[Testo fornito]
^^^^^^^^^^^^^^^^

La tesi di Goklany è la seguente. “Da una parte esiste una correlazione tra le emissioni di gas a effetto serra prodotte dall’uomo e il livello di sviluppo economico, dall’altra si suppone che l’aumento delle emissioni possa far aumentare le temperature globali. Però i modelli climatici finora utilizzati a sostegno della teoria che l’uomo sia il principale responsabile del riscaldamento dipendono da così tante variabili e parametri che, in pratica, si può ottenere qualunque risultato”
Secondo l’economista se esiste una correlazione tra lo sviluppo economico e il riscaldamento del pianeta la questione può destare preoccupazione solo se si dimostra che i vantaggi economici derivanti dallo sviluppo e dalla nascita di nuove imprese sono inferiori ai costi attribuibili al mutamento del clima. In sostanza secondo Goklany ci si deve chiedere.
“E’ meglio un mondo più ricco e più caldo, o un mondo più freddo e più povero?” (2) .
Afferma Goklany  “Il mutamento del clima determinerà costi e benefici a seconda del settore economico e dell’area geografica. L’ultimo rapporto dell’Ipcc (Intergovernmental Panel on Climate Change, una rete di climatologi e altri scienziati che si riunisce periodicamente sotto l’egida delle Nazioni Unite al fine di valutare i progressi in campo climatologico e l’effetto dei mutamenti climatici sulla società) indica che, a livello globale, con un riscaldamento attorno ai due gradi il bilancio potrebbe essere positivo. Le latitudini più alte beneficerebbero, sia di una riduzione di morti e di malattie da freddo, sia di una maggiore produttività agricola e delle foreste. Alle latitudini più basse si osserverebbero una riduzione della produttività agricola e un aumento delle malattie tropicali”.
Secondo Goklany questi dati dell’Ipcc non tengono conto di due aspetti, lo sviluppo economico,  che comunque investirà anche i paesi in via di sviluppo, anche perchè i paesi più avanzati hanno interesse ad impiantarvi proprie imprese, e l’adattabilità dell’uomo ai cambiamenti; questi aspetti potrebbero consentire anche alle aree ”meno fortunate” di superare senza sostanziali svantaggi l’eventuale cambiamento climatico. D’altra parte, osserva l’economista, la maggiore ricchezza e lo sviluppo economico sono ottimi catalizzatori anche al fine di migliorare l’adattabilità degli individui. Eventualmente le organizzazioni internazionali dovrebbero monitorare che la distribuzione di costi e benefici avvenga in modo omogeneo sul pianeta.
Infine, osserva Goklany, se il riscaldamento globale, dovesse nel 2085 causare la morte di circa l’8% di individui nelle aree maggiormente colpite dal riscaldamento globale (per fame o per malattie), come calcolato da alcuni studiosi, secondo il protocollo di Kyoto, mantenendo le temperature ai livelli del 1990, convenzionalmente utilizzato come anno base, quegli uomini si potrebbero salvare.

^^^^^^^^^^^^^^^^

[Materiale]
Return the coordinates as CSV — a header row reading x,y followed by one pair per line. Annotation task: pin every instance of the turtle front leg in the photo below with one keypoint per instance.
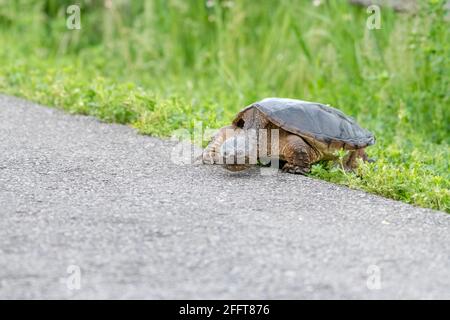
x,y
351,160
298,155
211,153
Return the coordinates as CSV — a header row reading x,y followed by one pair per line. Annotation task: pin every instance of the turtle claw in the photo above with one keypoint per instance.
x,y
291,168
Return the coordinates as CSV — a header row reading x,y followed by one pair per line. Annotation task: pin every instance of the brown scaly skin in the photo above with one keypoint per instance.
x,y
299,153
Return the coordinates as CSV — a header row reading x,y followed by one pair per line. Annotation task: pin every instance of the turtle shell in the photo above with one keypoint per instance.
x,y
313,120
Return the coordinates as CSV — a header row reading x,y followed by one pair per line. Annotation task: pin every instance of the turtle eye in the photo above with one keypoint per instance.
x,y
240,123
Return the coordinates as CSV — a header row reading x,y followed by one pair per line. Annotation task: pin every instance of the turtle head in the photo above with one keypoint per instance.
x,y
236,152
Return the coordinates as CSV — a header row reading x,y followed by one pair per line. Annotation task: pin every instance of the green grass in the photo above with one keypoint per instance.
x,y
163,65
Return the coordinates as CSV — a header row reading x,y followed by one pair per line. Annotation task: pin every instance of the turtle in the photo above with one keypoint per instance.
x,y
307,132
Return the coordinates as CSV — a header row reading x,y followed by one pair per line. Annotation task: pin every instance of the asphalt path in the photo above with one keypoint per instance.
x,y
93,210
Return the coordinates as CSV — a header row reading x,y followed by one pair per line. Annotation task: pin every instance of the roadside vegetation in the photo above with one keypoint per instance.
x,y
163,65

^^^^^^^^^^^^^^^^

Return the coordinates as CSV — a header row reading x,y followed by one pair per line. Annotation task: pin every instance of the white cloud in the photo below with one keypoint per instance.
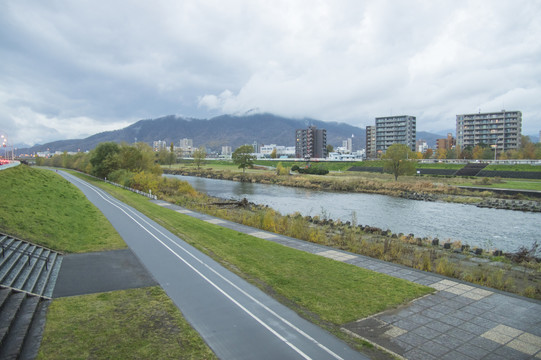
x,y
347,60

^^^^^^^^^^^^^^^^

[Consegna 1]
Aggiorna tutto il tratto del testo fornito che va da "Secondo l’economista se" giù fino a "si deve chiedere.", mettendo "allarme" al posto di "preoccupazione".
[Consegna 2]
Traduci in inglese questa frase del testo fornito: "D’altra parte, osserva l’economista, la maggiore ricchezza e lo sviluppo economico sono ottimi catalizzatori anche al fine di migliorare l’adattabilità degli individui."
Ci si basi unicamente sul testo fornito.

[Risposta corretta 1]
Secondo l’economista se esiste una correlazione tra lo sviluppo economico e il riscaldamento del pianeta la questione può destare allarme solo se si dimostra che i vantaggi economici derivanti dallo sviluppo e dalla nascita di nuove imprese sono inferiori ai costi attribuibili al mutamento del clima. In sostanza secondo Goklany ci si deve chiedere.

[Risposta corretta 2]
On the other hand, the economist observes, greater wealth and economic development are also excellent catalysts for improving the adaptability of individuals.